| RECORDS SUPPLIED |
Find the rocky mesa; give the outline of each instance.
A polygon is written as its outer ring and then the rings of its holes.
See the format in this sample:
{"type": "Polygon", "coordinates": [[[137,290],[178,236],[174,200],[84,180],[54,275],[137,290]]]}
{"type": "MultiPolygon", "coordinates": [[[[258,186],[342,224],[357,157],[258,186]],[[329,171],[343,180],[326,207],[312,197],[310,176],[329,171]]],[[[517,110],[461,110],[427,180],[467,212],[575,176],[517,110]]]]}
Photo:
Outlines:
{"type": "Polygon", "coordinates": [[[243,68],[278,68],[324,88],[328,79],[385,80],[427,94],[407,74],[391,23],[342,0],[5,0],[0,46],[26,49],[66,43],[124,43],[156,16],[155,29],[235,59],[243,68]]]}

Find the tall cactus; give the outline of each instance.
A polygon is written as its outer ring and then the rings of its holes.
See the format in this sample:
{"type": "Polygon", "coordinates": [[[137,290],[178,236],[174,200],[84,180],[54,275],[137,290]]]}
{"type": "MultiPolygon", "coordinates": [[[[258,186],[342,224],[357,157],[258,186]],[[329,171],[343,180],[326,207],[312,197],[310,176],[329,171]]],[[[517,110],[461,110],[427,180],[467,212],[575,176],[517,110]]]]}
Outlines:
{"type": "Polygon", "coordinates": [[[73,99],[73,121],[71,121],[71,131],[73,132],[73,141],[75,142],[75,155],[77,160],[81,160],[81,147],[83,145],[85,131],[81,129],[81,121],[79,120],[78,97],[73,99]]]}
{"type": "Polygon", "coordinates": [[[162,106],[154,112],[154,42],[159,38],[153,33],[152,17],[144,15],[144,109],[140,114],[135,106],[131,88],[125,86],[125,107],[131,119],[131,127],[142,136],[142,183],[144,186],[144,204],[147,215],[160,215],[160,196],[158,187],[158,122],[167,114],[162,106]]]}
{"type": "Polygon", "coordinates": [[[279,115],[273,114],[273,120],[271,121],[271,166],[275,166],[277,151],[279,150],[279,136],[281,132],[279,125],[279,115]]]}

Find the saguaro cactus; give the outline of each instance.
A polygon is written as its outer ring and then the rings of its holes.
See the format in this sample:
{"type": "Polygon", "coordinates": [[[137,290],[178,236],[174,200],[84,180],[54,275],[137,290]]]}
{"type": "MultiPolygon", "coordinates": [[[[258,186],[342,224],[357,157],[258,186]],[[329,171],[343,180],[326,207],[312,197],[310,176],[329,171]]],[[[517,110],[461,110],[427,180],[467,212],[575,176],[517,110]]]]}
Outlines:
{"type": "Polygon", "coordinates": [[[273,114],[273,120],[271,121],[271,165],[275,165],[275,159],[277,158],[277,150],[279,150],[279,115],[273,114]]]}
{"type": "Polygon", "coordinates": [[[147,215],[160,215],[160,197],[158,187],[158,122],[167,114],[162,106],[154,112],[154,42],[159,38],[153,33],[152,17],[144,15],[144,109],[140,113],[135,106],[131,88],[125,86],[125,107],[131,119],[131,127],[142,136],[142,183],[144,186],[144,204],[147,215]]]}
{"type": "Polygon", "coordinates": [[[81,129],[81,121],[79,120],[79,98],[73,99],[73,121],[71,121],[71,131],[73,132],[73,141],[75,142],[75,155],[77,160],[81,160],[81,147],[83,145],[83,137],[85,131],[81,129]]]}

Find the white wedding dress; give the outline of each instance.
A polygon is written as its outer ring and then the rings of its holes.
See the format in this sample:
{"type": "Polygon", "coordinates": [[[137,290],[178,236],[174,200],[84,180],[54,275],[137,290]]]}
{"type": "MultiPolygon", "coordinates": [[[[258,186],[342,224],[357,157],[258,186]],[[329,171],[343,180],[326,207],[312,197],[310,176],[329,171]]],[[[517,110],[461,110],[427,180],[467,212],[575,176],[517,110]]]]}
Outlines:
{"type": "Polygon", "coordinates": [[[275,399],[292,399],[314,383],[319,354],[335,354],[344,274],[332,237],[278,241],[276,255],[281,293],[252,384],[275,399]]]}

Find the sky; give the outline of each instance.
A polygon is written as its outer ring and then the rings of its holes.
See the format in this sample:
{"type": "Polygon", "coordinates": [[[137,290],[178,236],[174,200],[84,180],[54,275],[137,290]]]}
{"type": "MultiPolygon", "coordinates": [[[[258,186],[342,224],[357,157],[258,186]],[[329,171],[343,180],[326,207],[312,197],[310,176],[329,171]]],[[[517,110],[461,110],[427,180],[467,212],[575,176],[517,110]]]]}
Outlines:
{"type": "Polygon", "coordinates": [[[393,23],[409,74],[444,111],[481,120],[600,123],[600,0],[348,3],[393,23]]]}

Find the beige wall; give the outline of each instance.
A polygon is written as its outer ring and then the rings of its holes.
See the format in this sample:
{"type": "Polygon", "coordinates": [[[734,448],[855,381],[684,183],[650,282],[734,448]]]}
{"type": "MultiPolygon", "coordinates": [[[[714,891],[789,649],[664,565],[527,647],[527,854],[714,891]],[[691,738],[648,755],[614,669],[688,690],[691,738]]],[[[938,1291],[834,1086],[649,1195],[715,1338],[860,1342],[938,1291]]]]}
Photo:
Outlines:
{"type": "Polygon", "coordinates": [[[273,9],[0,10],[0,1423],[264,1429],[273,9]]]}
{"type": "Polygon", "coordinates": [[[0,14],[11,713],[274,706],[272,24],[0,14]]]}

==

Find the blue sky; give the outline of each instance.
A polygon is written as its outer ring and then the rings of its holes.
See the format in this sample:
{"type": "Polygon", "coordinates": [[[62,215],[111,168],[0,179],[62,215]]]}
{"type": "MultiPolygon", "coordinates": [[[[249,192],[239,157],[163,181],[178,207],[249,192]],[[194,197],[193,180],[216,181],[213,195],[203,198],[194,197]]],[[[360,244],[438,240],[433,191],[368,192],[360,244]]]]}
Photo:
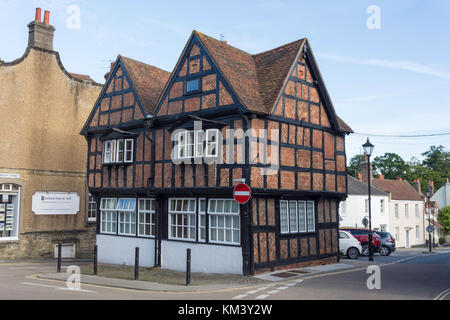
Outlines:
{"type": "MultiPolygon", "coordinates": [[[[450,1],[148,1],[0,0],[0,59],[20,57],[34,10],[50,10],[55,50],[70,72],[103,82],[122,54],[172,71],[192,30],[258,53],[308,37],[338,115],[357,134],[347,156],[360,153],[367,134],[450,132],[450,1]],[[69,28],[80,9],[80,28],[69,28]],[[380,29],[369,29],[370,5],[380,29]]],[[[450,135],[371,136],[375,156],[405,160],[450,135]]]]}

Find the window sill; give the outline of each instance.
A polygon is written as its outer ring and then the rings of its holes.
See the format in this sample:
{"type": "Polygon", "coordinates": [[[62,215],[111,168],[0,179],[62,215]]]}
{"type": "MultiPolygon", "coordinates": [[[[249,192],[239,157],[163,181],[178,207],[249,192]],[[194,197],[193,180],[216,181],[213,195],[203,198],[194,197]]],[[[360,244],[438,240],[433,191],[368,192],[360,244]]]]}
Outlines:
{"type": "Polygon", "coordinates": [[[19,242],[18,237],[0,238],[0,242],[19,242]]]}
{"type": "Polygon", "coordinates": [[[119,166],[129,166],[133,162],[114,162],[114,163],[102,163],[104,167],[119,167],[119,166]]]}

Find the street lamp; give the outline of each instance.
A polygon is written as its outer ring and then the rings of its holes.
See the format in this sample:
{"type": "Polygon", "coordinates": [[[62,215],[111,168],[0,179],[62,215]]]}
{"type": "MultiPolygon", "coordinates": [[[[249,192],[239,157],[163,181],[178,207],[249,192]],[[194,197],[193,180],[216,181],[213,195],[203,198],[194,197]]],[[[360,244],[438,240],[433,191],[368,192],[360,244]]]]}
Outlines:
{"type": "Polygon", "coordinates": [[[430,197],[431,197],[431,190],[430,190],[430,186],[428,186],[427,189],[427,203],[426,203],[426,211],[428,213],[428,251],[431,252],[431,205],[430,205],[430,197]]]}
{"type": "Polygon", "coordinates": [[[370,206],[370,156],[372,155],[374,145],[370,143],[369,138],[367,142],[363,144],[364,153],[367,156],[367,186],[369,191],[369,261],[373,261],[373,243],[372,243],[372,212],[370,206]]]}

| TASK INSTRUCTIONS |
Return every line in the records that includes the string "each".

| RESPONSE BOX |
Find the rocky mesa; give the outline of each instance.
Find the tall cactus; give the outline of each instance.
Find the saguaro cactus; give the outline of each instance.
Find the white wedding dress; give the outline of each instance.
Find the sky; give the outline of each instance.
Find the beige wall; give the outline of each instance.
Find the blue sky; give the outline of each instance.
Find the window sill; give the outline of each instance.
Find the street lamp; give the outline of each instance.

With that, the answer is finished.